#### Work task:
Search the entries below for the word "rough", then copy each line in which it is found.

#### Records for the exercise:
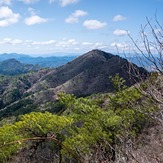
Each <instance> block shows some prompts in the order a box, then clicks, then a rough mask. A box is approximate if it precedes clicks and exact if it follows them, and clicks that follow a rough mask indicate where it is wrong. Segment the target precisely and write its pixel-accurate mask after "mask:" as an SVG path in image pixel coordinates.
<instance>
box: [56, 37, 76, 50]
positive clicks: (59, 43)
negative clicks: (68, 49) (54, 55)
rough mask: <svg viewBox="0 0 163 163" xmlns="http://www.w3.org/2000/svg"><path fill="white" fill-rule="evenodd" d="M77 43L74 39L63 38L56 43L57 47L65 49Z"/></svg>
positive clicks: (74, 45) (71, 46)
mask: <svg viewBox="0 0 163 163" xmlns="http://www.w3.org/2000/svg"><path fill="white" fill-rule="evenodd" d="M77 45H78V42H77V41H76V40H75V39H69V40H67V39H63V41H60V42H58V43H57V44H56V47H57V48H61V49H62V48H66V49H70V48H72V49H73V48H75V47H76V46H77Z"/></svg>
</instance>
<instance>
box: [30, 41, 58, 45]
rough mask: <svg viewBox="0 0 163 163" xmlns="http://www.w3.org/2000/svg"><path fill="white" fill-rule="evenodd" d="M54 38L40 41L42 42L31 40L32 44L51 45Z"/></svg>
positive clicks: (53, 42) (33, 44)
mask: <svg viewBox="0 0 163 163" xmlns="http://www.w3.org/2000/svg"><path fill="white" fill-rule="evenodd" d="M55 42H56V41H55V40H49V41H42V42H33V43H32V44H33V45H51V44H54V43H55Z"/></svg>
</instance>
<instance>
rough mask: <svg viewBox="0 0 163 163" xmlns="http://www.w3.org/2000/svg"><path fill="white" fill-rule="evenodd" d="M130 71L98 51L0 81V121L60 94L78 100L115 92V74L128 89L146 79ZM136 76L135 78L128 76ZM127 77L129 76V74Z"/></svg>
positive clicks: (43, 105)
mask: <svg viewBox="0 0 163 163" xmlns="http://www.w3.org/2000/svg"><path fill="white" fill-rule="evenodd" d="M133 66H134V69H130V64H129V62H128V61H127V60H126V59H123V58H121V57H119V56H116V55H112V54H110V53H106V52H104V51H100V50H92V51H90V52H88V53H86V54H83V55H81V56H79V57H77V58H76V59H74V60H73V61H71V62H69V63H67V64H65V65H63V66H61V67H58V68H53V69H42V70H39V71H37V72H32V73H28V74H25V75H23V76H19V77H17V76H16V77H15V78H12V79H11V78H10V77H3V78H2V79H1V80H0V109H1V110H0V117H3V116H5V115H8V114H14V113H16V112H21V113H27V112H31V111H34V110H35V109H38V108H39V109H41V107H43V108H44V109H45V108H46V107H47V106H49V104H50V103H51V104H52V103H53V102H55V101H56V99H57V94H58V93H59V92H65V93H72V94H74V95H76V96H78V97H80V96H88V95H91V94H95V93H105V92H112V91H113V90H114V87H113V84H112V82H111V81H110V80H109V76H113V77H114V76H115V75H116V74H117V73H118V74H119V76H120V77H123V78H124V79H125V80H126V83H125V84H126V85H127V86H131V85H133V84H135V83H136V82H139V81H140V78H139V77H141V78H144V79H145V78H146V76H147V74H148V73H147V71H146V70H145V69H143V68H140V67H138V66H136V65H133ZM136 71H137V72H139V75H140V76H139V77H138V76H133V78H131V75H132V74H134V73H135V72H136ZM129 73H130V74H129Z"/></svg>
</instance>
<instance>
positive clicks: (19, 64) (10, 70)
mask: <svg viewBox="0 0 163 163" xmlns="http://www.w3.org/2000/svg"><path fill="white" fill-rule="evenodd" d="M40 68H41V67H40V66H38V65H32V64H23V63H21V62H19V61H17V60H16V59H14V58H12V59H8V60H4V61H3V62H0V74H2V75H18V74H23V73H27V72H30V71H37V70H39V69H40Z"/></svg>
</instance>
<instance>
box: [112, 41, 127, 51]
mask: <svg viewBox="0 0 163 163" xmlns="http://www.w3.org/2000/svg"><path fill="white" fill-rule="evenodd" d="M110 46H111V47H116V48H118V49H120V50H128V49H129V45H128V44H127V43H125V42H122V43H116V42H113V43H111V44H110Z"/></svg>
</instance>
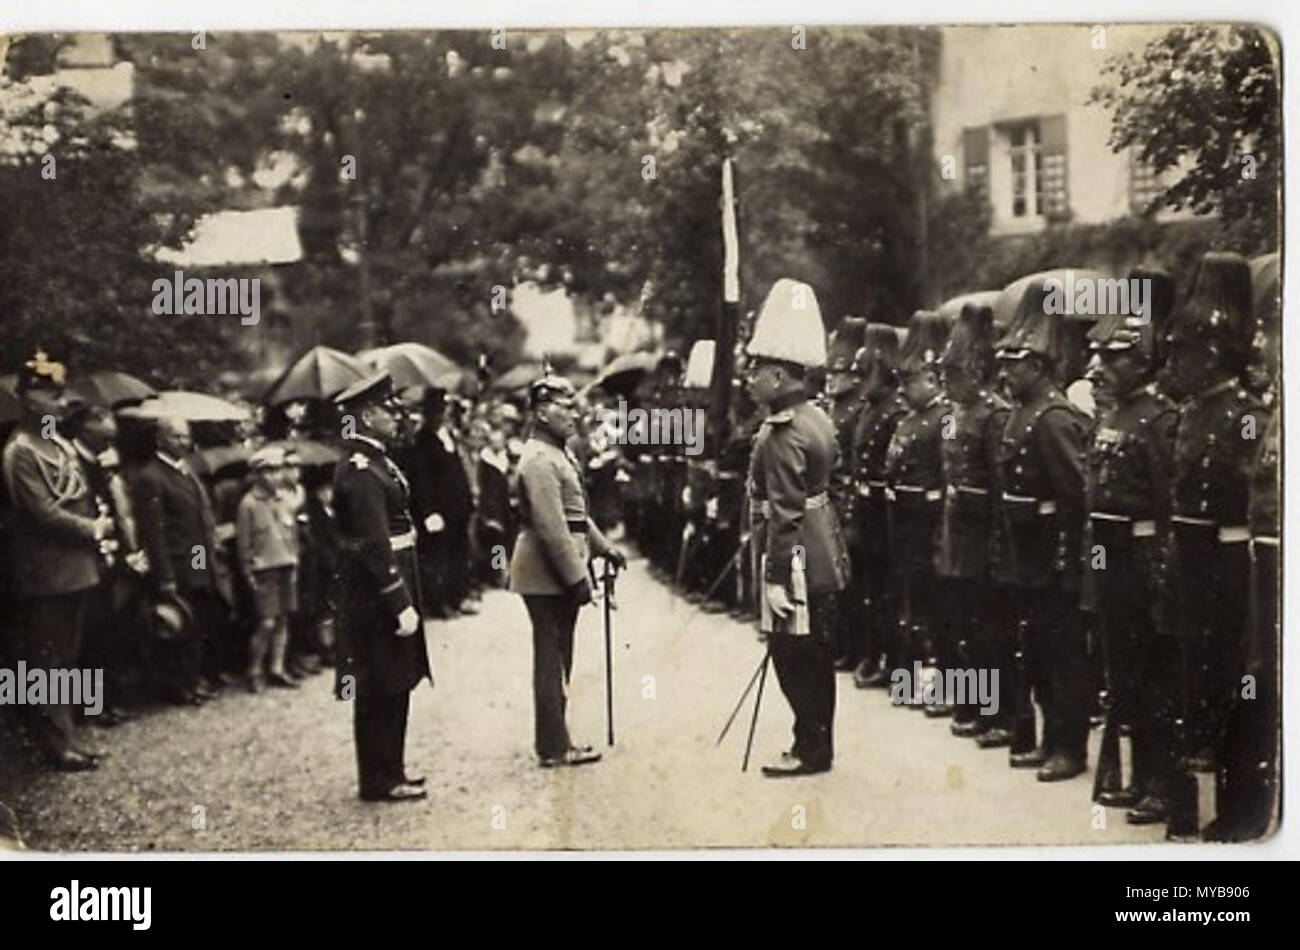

#### Task answer:
Each <instance> block shows some prompts in the order a box, then clicks, then a rough mask. A box is approximate if it precedes clicks and exact if it follows them, and clicks that follow a rough mask indicate where it is wrong. Segment the target precisely and write its pixel-accurate mask after "mask:" as an SVG path in image pixel coordinates.
rough mask: <svg viewBox="0 0 163 163" xmlns="http://www.w3.org/2000/svg"><path fill="white" fill-rule="evenodd" d="M77 43L74 39L63 38L56 43L57 47L65 49Z"/></svg>
rough mask: <svg viewBox="0 0 163 163" xmlns="http://www.w3.org/2000/svg"><path fill="white" fill-rule="evenodd" d="M54 38L40 41L42 42L31 40L32 44L51 45Z"/></svg>
rough mask: <svg viewBox="0 0 163 163" xmlns="http://www.w3.org/2000/svg"><path fill="white" fill-rule="evenodd" d="M130 71L98 51L0 81V121L60 94L78 100L115 92V74L128 89L146 79ZM136 76L135 78L128 76ZM127 77L129 76V74Z"/></svg>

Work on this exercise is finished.